Reproduce the data from the line with "The green tree" to the line with "1006,206 -> 1024,247", requests included, offsetting every bounding-box coordinate in the answers by -50.

[Excerpts of labeled region data]
--------

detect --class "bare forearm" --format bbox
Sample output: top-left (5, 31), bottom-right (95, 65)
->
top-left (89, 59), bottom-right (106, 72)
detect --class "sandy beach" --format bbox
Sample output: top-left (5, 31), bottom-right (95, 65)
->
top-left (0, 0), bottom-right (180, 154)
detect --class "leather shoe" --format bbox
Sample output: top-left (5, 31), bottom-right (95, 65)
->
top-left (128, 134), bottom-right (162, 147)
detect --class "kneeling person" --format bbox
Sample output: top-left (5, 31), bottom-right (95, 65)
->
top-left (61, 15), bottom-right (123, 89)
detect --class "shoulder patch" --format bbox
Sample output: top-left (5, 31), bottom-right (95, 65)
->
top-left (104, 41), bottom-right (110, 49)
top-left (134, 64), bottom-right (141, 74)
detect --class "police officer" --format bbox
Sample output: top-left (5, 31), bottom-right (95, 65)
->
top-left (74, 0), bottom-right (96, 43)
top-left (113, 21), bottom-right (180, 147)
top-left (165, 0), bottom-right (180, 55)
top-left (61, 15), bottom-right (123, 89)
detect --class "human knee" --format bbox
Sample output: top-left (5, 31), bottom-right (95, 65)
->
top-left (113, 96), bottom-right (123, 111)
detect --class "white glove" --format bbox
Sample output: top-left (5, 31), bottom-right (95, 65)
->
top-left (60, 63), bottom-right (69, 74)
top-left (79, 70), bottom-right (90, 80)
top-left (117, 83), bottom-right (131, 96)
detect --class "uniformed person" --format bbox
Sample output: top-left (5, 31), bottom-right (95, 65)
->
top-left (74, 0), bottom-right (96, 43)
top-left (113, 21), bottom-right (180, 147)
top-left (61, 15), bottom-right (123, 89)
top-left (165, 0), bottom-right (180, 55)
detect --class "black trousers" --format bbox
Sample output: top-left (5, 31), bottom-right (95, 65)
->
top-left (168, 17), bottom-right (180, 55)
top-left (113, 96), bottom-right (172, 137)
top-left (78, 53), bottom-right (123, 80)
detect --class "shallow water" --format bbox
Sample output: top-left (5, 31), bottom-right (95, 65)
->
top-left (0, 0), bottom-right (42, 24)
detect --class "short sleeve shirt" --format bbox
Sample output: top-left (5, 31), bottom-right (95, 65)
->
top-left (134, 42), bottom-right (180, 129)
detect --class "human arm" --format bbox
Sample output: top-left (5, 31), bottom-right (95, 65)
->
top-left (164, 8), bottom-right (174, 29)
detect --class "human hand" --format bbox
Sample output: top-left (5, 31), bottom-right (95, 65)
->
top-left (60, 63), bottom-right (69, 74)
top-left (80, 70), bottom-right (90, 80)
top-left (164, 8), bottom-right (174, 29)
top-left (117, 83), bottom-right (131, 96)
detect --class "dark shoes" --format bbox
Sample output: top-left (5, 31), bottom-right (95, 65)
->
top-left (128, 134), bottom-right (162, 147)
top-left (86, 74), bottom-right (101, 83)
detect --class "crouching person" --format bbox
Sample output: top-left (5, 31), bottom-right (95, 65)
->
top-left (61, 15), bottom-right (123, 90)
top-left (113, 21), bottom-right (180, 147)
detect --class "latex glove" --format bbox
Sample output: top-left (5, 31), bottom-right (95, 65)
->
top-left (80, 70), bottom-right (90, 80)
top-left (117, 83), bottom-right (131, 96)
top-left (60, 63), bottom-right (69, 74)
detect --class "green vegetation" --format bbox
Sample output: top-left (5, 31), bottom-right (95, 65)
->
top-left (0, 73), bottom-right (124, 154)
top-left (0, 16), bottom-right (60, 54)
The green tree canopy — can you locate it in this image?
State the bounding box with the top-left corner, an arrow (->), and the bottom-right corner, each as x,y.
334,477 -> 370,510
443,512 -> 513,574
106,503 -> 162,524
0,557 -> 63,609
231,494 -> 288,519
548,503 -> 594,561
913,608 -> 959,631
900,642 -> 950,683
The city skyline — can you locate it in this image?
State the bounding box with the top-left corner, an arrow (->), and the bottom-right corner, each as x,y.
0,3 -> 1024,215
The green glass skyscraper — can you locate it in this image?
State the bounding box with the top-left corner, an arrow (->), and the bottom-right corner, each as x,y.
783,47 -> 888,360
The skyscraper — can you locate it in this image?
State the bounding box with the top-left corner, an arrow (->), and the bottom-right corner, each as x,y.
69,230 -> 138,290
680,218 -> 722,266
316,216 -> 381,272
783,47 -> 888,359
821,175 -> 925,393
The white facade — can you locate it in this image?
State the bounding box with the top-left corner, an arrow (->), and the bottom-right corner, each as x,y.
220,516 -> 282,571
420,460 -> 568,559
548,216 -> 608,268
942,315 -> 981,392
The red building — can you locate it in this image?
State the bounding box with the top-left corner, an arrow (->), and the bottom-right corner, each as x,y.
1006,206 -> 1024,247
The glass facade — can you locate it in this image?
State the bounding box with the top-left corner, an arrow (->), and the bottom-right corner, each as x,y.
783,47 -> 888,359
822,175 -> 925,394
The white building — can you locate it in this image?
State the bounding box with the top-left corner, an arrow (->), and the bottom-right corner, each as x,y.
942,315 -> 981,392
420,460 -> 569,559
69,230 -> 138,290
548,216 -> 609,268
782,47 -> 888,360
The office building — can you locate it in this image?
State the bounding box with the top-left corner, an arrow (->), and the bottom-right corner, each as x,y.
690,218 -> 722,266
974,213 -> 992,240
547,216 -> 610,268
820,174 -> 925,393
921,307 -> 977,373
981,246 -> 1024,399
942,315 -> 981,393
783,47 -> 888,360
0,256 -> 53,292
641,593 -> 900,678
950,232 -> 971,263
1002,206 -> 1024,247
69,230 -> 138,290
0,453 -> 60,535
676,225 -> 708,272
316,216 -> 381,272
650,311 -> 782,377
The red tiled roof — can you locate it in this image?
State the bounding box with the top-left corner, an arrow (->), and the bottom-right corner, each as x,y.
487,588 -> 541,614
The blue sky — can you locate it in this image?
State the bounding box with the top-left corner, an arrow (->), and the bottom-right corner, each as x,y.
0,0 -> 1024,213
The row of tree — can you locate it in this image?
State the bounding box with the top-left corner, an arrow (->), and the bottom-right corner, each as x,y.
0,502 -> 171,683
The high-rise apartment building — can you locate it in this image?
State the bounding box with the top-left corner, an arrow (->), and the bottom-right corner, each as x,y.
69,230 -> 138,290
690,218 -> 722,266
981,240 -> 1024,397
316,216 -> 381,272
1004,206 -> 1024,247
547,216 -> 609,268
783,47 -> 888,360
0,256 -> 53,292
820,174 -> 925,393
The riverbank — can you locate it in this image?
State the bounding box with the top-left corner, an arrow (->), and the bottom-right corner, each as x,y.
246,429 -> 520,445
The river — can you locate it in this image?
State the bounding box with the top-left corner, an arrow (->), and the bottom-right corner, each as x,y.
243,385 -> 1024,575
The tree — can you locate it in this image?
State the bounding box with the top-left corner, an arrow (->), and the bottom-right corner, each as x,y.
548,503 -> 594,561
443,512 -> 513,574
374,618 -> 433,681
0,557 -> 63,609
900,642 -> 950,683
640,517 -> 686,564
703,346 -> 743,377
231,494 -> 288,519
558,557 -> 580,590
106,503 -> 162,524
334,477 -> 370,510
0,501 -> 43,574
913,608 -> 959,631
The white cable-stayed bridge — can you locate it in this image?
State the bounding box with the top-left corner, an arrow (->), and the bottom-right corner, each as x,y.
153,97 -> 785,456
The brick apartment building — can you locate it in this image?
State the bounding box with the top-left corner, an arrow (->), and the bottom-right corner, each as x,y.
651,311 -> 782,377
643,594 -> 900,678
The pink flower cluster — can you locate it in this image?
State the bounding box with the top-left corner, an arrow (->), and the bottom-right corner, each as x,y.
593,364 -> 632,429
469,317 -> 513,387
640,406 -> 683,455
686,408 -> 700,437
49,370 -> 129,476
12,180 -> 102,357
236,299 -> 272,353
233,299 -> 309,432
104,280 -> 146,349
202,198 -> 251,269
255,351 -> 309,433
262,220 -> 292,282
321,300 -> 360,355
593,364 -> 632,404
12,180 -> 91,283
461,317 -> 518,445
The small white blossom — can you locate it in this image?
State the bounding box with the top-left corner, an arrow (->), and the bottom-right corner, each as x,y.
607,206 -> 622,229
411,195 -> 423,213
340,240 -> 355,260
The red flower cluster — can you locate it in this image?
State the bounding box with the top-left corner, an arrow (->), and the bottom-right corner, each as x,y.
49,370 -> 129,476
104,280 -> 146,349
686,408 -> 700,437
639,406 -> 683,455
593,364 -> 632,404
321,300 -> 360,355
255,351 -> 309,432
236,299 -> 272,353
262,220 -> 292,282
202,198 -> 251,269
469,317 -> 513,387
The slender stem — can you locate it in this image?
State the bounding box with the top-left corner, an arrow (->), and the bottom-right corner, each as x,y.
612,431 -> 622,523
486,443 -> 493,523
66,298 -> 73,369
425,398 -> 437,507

--------

ANSWER IN FULL =>
The green tree canopy — can you locate it in this image?
State the bounding box with the top-left corner, an arrow (->), and the bottom-right corner, each as x,y.
284,427 -> 320,460
393,462 -> 463,524
56,453 -> 112,474
-50,507 -> 13,559
181,444 -> 238,469
498,453 -> 544,511
863,558 -> 909,581
850,592 -> 900,633
The city skyline — can you locate it in this image?
State the bounding box with the top-left corner, an arrow (->), and the bottom-right corner, each as x,y.
-50,-47 -> 974,165
The green glass skyscraper — can you locate it in this image?
State the bounding box with the top-left corner, an arrow (->), and the bottom-right corner, each as x,y.
733,-3 -> 838,310
The skyscraper — can you locate it in this image?
State the bounding box with the top-left corner, an arrow (->), and the bottom-right corner, each as x,y.
19,180 -> 88,240
630,168 -> 672,216
266,166 -> 331,222
733,-3 -> 838,309
771,125 -> 875,343
The white facade — can you locate it in this image?
State the bounding box with the top-left corner, an arrow (->), and the bottom-right corner, each as x,y.
170,466 -> 232,521
370,410 -> 518,509
498,166 -> 558,218
892,265 -> 931,342
The red building — can you locate it in this image?
State the bounding box with the top-left corner, an arrow (->), and the bottom-right corner, each as x,y.
956,156 -> 974,197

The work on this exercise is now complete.